» **To-do item A**:
In the commentary on Labour's local election results, what is Iraq said not to be as an electoral burden?
» **To-do item B**:
Extend the commentary on Labour's local election results and the reshuffle, picking up after its last sentence.

» **Document segment**:
If the prime minister hoped to deflect attention from the local election results by a well-timed reshuffle he has certainly succeeded. Much was thought to hang on the election results and they were as bad as Labour expected. Despite the panicky reshuffle, however, it isn’t clear how much we can read into them. Local elections in the last days of John Major’s government did, it’s true, accurately predict the outcome of the 1997 general election, but that is very unusual. In any case, comparisons between Major’s last days and the position of the present government don’t really hold up. Labour’s standing in the polls, though not high, is not much lower than its actual vote in the general election. And although Labour did badly in the 2004 local elections and in the last European elections, it nonetheless won the general election. With such low turnouts what matters is who bothers to vote; and it is the discontented who are most likely to do so. Nor, despite what some have said, is there the sense of terminal decay (though the reshuffle certainly has a whiff of it) that marked Major’s government. However unfair to John Major it might be, as an electoral burden Iraq isn’t Black Wednesday.

» **Supplied information**:
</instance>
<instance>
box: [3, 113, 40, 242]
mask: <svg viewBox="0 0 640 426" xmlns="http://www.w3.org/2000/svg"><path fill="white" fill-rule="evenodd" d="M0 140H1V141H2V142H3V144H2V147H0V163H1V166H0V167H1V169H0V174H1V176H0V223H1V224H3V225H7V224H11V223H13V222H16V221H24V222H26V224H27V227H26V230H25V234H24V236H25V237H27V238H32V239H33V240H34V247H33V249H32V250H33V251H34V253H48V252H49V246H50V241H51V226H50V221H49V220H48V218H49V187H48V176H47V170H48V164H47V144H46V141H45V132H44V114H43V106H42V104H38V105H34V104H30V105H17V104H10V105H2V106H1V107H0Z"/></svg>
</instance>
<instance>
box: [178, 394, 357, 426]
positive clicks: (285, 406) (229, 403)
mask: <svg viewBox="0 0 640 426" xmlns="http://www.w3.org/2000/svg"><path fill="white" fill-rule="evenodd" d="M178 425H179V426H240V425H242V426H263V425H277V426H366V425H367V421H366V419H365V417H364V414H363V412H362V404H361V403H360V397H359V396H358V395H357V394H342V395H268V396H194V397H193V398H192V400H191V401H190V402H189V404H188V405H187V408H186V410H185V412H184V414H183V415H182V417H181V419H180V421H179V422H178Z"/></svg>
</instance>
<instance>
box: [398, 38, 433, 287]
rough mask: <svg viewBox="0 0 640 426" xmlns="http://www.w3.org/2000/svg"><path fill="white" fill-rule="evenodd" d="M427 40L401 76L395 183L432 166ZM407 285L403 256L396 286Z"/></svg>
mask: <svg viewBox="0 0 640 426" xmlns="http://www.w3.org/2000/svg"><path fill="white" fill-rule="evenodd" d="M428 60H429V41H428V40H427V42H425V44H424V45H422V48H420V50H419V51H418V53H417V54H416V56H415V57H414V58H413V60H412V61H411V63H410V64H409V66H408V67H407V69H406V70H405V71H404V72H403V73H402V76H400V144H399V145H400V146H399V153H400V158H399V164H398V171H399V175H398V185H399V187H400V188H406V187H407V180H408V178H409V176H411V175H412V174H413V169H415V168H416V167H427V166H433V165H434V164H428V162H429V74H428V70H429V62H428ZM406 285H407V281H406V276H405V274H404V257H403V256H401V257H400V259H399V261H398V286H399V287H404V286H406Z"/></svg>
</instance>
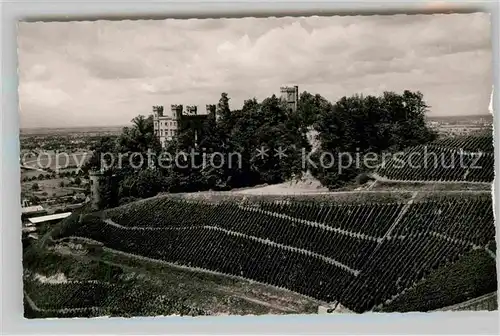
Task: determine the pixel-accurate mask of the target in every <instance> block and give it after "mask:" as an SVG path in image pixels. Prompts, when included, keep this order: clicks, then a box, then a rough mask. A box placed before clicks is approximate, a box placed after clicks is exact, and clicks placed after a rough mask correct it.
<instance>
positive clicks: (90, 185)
mask: <svg viewBox="0 0 500 336" xmlns="http://www.w3.org/2000/svg"><path fill="white" fill-rule="evenodd" d="M101 177H102V173H101V172H100V171H90V172H89V178H90V203H91V207H92V210H99V203H100V201H101V195H100V193H99V183H100V181H101Z"/></svg>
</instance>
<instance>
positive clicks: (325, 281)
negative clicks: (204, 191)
mask: <svg viewBox="0 0 500 336" xmlns="http://www.w3.org/2000/svg"><path fill="white" fill-rule="evenodd" d="M356 195H357V196H356V197H353V198H352V199H351V198H349V197H339V198H338V199H335V198H328V197H326V198H322V197H314V196H309V197H302V198H297V199H294V198H293V197H288V198H286V199H280V200H277V199H275V198H273V197H269V198H268V199H266V197H260V198H221V199H215V200H214V199H203V198H200V199H196V198H194V199H190V198H187V197H171V196H162V197H155V198H152V199H148V200H144V201H140V202H135V203H131V204H128V205H125V206H122V207H119V208H115V209H110V210H106V211H104V212H98V213H92V214H86V215H82V216H78V217H72V218H70V219H69V220H68V221H66V222H65V223H64V225H63V226H61V227H60V228H59V229H58V230H57V231H54V232H53V234H52V239H53V240H55V241H57V240H61V239H67V238H69V237H81V238H87V239H91V240H94V241H98V242H101V243H103V244H104V246H105V247H106V248H108V249H111V250H114V251H121V252H125V253H127V254H129V255H131V256H136V257H137V258H143V257H146V258H150V259H153V260H158V261H160V262H164V263H169V264H172V265H182V266H186V267H190V268H193V269H199V270H208V271H213V272H217V273H218V274H226V275H230V276H236V277H240V278H244V279H249V280H252V281H257V282H259V283H263V284H267V285H272V286H275V287H279V288H284V289H287V290H291V291H293V292H296V293H300V294H303V295H305V296H308V297H311V298H314V299H317V300H320V301H324V302H337V303H341V304H342V305H343V306H344V307H347V308H348V309H350V310H352V311H355V312H359V313H361V312H364V311H368V310H372V309H375V308H376V307H377V306H380V305H382V304H384V303H385V302H390V301H391V300H393V299H394V298H395V297H397V296H398V295H400V294H401V293H403V292H405V291H407V290H408V289H411V288H413V287H414V286H415V285H417V286H418V284H419V283H421V281H422V279H424V280H425V279H428V277H429V276H431V275H432V274H433V272H435V271H436V270H439V269H441V268H442V267H448V266H449V265H454V264H456V263H457V262H460V261H461V260H464V258H466V257H467V256H469V257H468V258H470V256H471V253H473V252H474V251H482V252H481V253H482V254H481V258H482V259H480V258H479V259H480V260H479V259H478V260H479V261H481V262H482V260H483V259H484V258H483V257H484V256H486V257H487V258H486V259H487V260H488V258H490V259H491V260H494V258H495V255H494V252H492V250H491V247H492V246H493V245H492V242H494V241H495V225H494V218H493V208H492V199H491V194H490V193H488V192H470V193H467V192H460V193H446V192H443V193H435V194H433V193H429V194H423V195H416V194H408V193H400V194H399V195H398V194H396V193H394V194H393V195H388V194H386V193H366V194H363V193H356ZM360 195H364V196H360ZM472 255H473V254H472ZM473 256H474V255H473ZM484 270H486V272H484V273H481V274H476V277H478V278H479V279H481V280H482V281H483V282H484V283H485V284H488V285H485V286H483V287H478V290H477V291H476V292H477V293H475V294H478V295H482V294H485V291H486V290H489V291H490V292H491V291H494V290H496V281H495V282H494V285H493V282H492V281H491V279H496V270H495V269H494V268H493V269H492V268H491V267H485V268H484ZM453 281H455V282H457V284H458V285H457V286H458V287H460V283H462V281H463V282H464V283H467V281H469V280H468V279H467V278H465V279H461V278H460V277H456V278H455V279H454V280H453ZM493 287H495V288H493ZM99 290H104V289H99ZM110 297H113V296H112V295H110ZM460 299H461V296H460V295H456V292H454V291H453V290H450V291H449V292H446V293H443V297H442V298H440V300H441V301H442V302H443V303H446V304H448V303H450V302H451V303H457V300H460ZM90 301H92V300H90ZM424 301H425V300H423V301H422V302H421V305H420V306H419V305H418V303H415V304H414V306H415V308H414V309H417V310H418V309H427V308H428V304H427V303H426V302H424ZM395 302H396V301H395ZM436 302H440V301H436ZM412 307H413V306H412Z"/></svg>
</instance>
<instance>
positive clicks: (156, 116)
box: [153, 105, 163, 119]
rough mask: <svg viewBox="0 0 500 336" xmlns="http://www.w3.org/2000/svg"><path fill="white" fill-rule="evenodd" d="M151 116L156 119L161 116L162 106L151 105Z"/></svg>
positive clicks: (162, 107)
mask: <svg viewBox="0 0 500 336" xmlns="http://www.w3.org/2000/svg"><path fill="white" fill-rule="evenodd" d="M153 116H154V118H155V119H157V118H158V117H163V106H160V105H156V106H153Z"/></svg>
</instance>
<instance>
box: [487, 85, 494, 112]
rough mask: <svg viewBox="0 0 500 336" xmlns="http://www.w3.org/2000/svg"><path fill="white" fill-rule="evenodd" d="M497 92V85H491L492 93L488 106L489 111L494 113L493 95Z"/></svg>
mask: <svg viewBox="0 0 500 336" xmlns="http://www.w3.org/2000/svg"><path fill="white" fill-rule="evenodd" d="M494 92H495V86H492V87H491V95H490V105H489V106H488V111H489V112H490V113H491V114H493V95H494Z"/></svg>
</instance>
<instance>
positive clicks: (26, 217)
mask: <svg viewBox="0 0 500 336" xmlns="http://www.w3.org/2000/svg"><path fill="white" fill-rule="evenodd" d="M46 214H47V210H45V209H44V208H43V206H41V205H31V206H27V207H23V208H21V219H22V220H24V219H26V218H28V217H35V216H43V215H46Z"/></svg>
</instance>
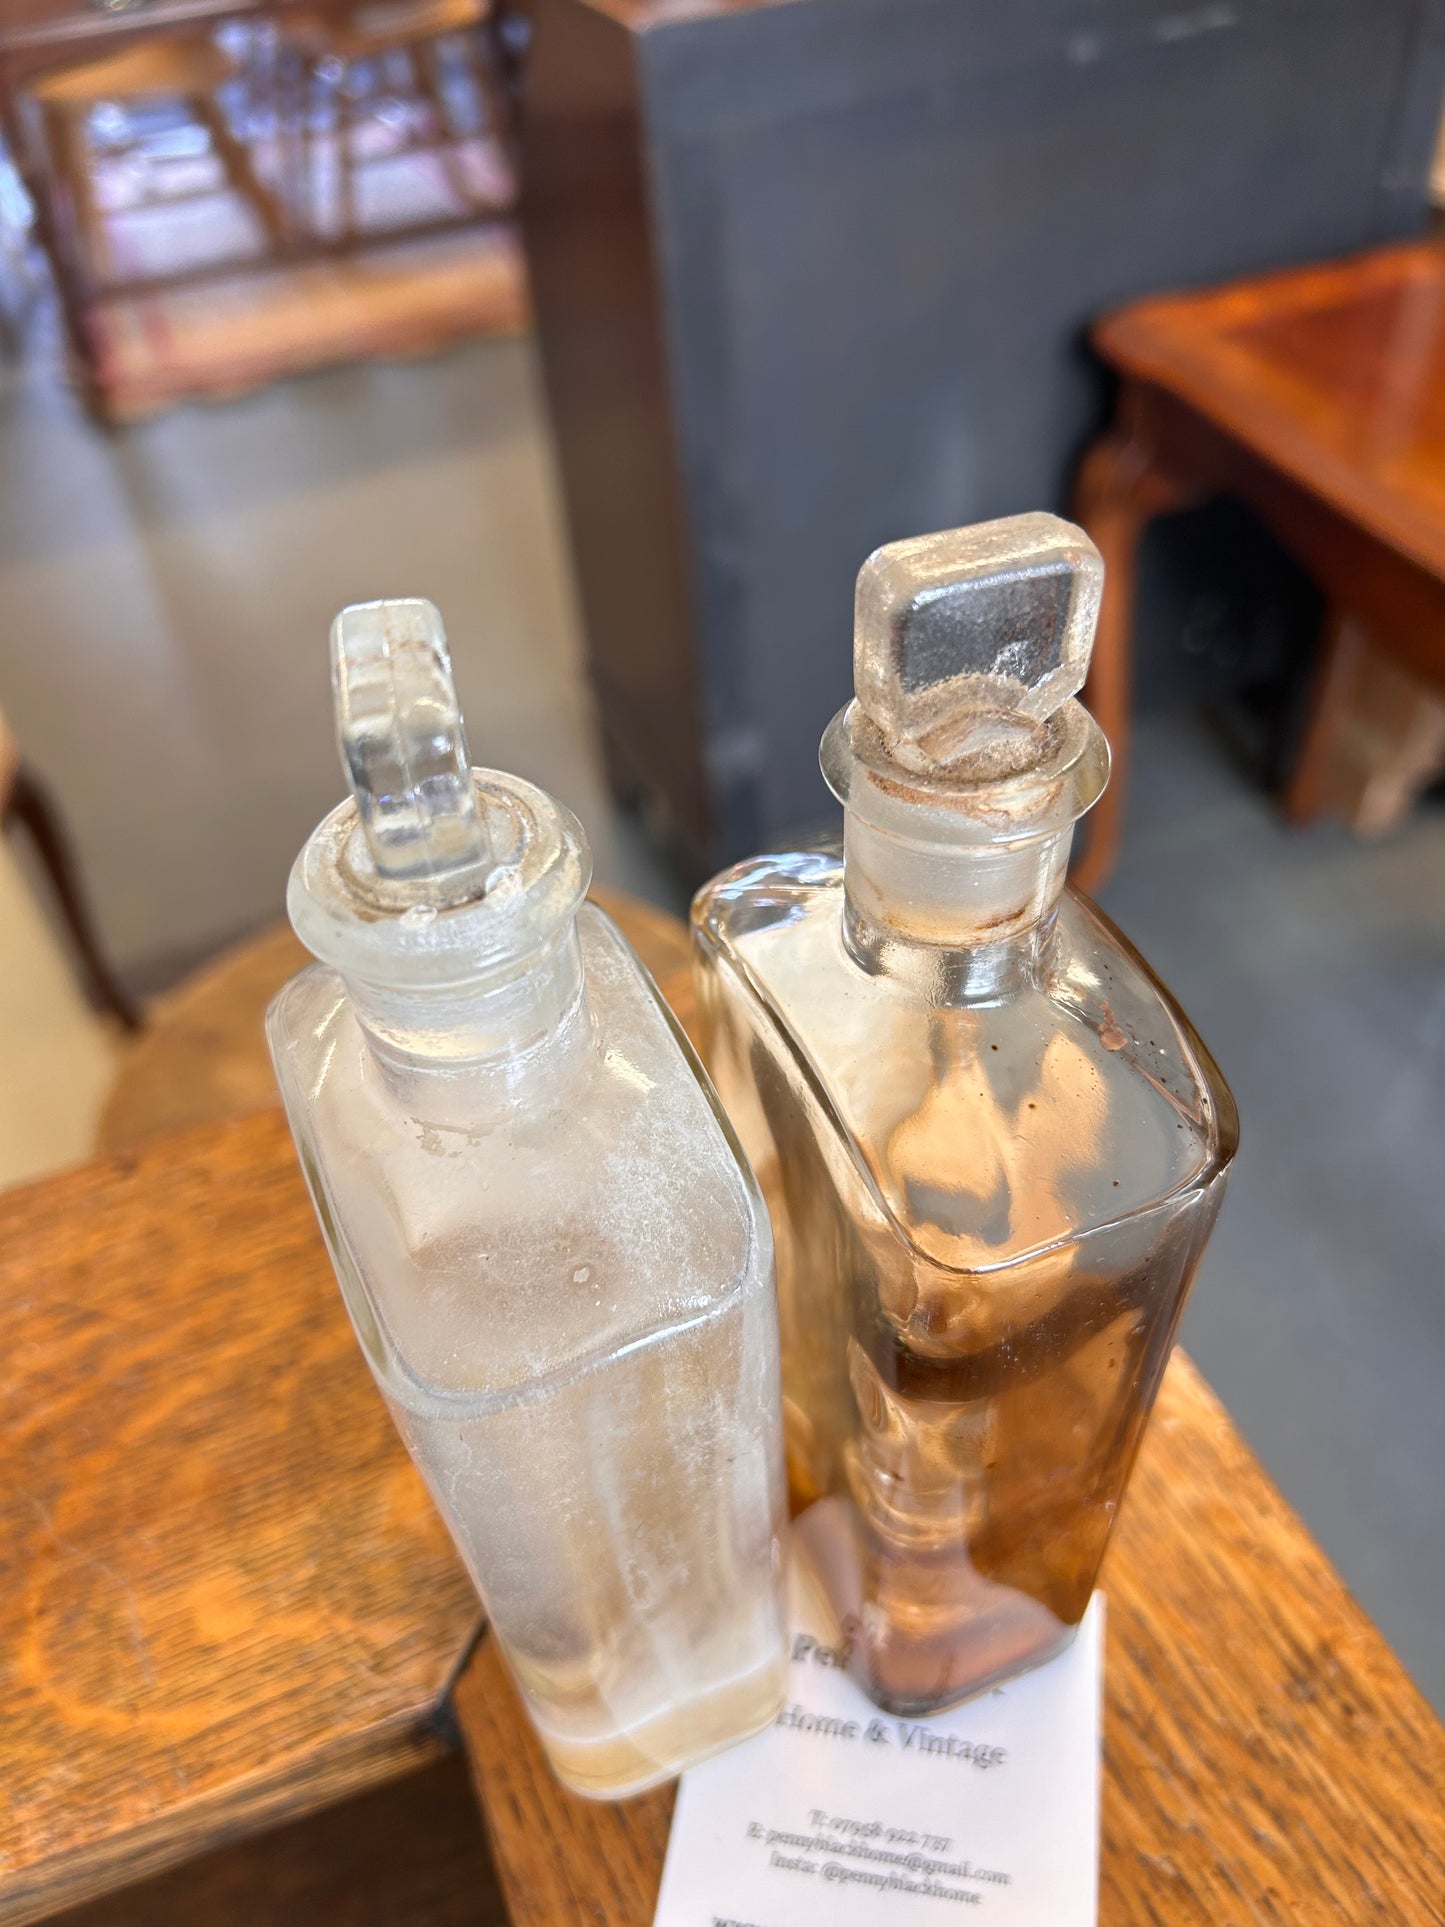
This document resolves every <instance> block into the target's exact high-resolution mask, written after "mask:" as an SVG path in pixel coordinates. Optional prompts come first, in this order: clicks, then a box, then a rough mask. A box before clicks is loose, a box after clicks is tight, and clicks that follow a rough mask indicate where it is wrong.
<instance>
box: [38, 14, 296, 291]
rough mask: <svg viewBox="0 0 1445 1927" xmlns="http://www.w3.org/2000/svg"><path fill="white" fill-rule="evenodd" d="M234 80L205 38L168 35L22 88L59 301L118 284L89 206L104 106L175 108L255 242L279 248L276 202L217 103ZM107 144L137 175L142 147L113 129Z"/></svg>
mask: <svg viewBox="0 0 1445 1927" xmlns="http://www.w3.org/2000/svg"><path fill="white" fill-rule="evenodd" d="M241 77H243V73H241V64H239V62H237V60H235V58H233V56H231V54H227V52H225V48H222V46H220V44H218V42H216V40H214V39H212V37H210V35H204V33H177V35H173V37H166V39H145V40H139V42H135V44H131V46H123V48H119V50H118V52H114V54H102V56H100V58H98V60H85V62H81V64H79V66H64V67H58V69H54V71H50V73H42V75H39V77H37V79H35V81H33V83H31V87H29V98H31V100H33V102H35V104H37V106H39V110H40V125H42V145H44V158H42V166H40V170H39V177H40V179H44V189H46V195H48V202H50V210H52V212H50V231H52V233H54V237H56V247H54V256H52V266H54V270H56V276H58V277H64V279H66V283H67V287H66V301H67V304H79V303H81V301H87V299H91V297H94V295H98V293H102V291H104V289H106V285H108V283H112V281H116V279H118V270H116V260H114V252H112V243H110V233H108V227H106V222H104V220H102V214H100V206H98V202H96V181H94V160H96V154H94V148H92V143H91V123H92V118H94V114H96V110H98V108H106V106H110V108H116V110H118V112H119V114H121V116H123V114H125V110H131V112H135V110H143V108H146V106H150V104H154V102H173V104H177V106H179V108H181V110H183V112H187V114H189V116H191V118H193V121H195V123H197V125H198V127H202V129H204V133H206V137H208V141H210V148H212V152H214V154H216V156H218V160H220V162H222V168H223V175H225V183H227V185H229V187H231V189H233V191H235V193H237V195H239V197H241V198H243V200H245V202H247V206H249V208H250V212H252V214H254V218H256V225H258V229H260V233H258V241H260V243H264V241H266V239H270V243H272V245H274V247H285V243H287V224H285V214H283V210H281V202H279V200H277V197H276V195H274V193H272V189H270V187H266V185H264V183H262V181H260V177H258V175H256V170H254V166H252V156H250V150H249V148H247V145H245V141H241V139H237V135H235V133H233V131H231V123H229V119H227V116H225V112H223V108H222V104H220V98H218V96H220V92H222V89H223V87H227V85H231V83H235V81H239V79H241ZM108 148H110V154H112V156H114V158H131V156H135V158H137V160H139V162H141V168H143V170H145V143H143V141H139V139H133V137H131V139H127V135H125V131H121V135H119V139H112V141H110V143H108Z"/></svg>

» **Written response A**:
Black Wednesday.

» **Written response B**:
The Tories did well in the local elections, but not spectacularly well. More interesting is their performance in opinion polls. Although they are polling above their general election level, the difference is slight. Given the workings of the electoral system, they will have to do very much better if they are to win a general election. The Tories still have two problems. The first is to find issues on which they differ from Labour. They have persistently let Labour off the hook because they largely agree with Labour’s more unpopular policies. Unfortunately for them they have little choice here. To disagree with Labour on such issues would imply that they were no longer Tories, which, despite the Conservative Party’s famous flexibility, would be harder for them to pull off than it was for New Labour to discard Old Labour. The Tories have, for example, notoriously fluffed their opportunities over Iraq; but since they share the same mindless Atlanticism as New Labour and the same assumptions as to the electoral popularity of that stance it is hard to see them behaving differently. In the end, the best they can hope for is incompetence. Governments eventually accumulate errors, and this government is no exception. Sooner or later the electorate will weary of it, largely on non-ideological grounds. But it might well be later rather than sooner.

The second problem facing the Tory leadership is the simple absence of Tories. People have been slow to recognise how far Labour’s electoral success has been due to the demographic-ideological decline of the Conservative Party. It was created to govern a society and a set of relationships that have largely disappeared, and Thatcherism, which willy-nilly drove this forward, in the long run did the party more harm than good. David Cameron is almost certainly aware of this but clearly isn’t sure what he can do about it. Once again, the problem is likely to be solved – to the extent that it can be – by accumulating error on the government’s part. The Tories just have to make sure that it isn’t the Lib Dems who benefit.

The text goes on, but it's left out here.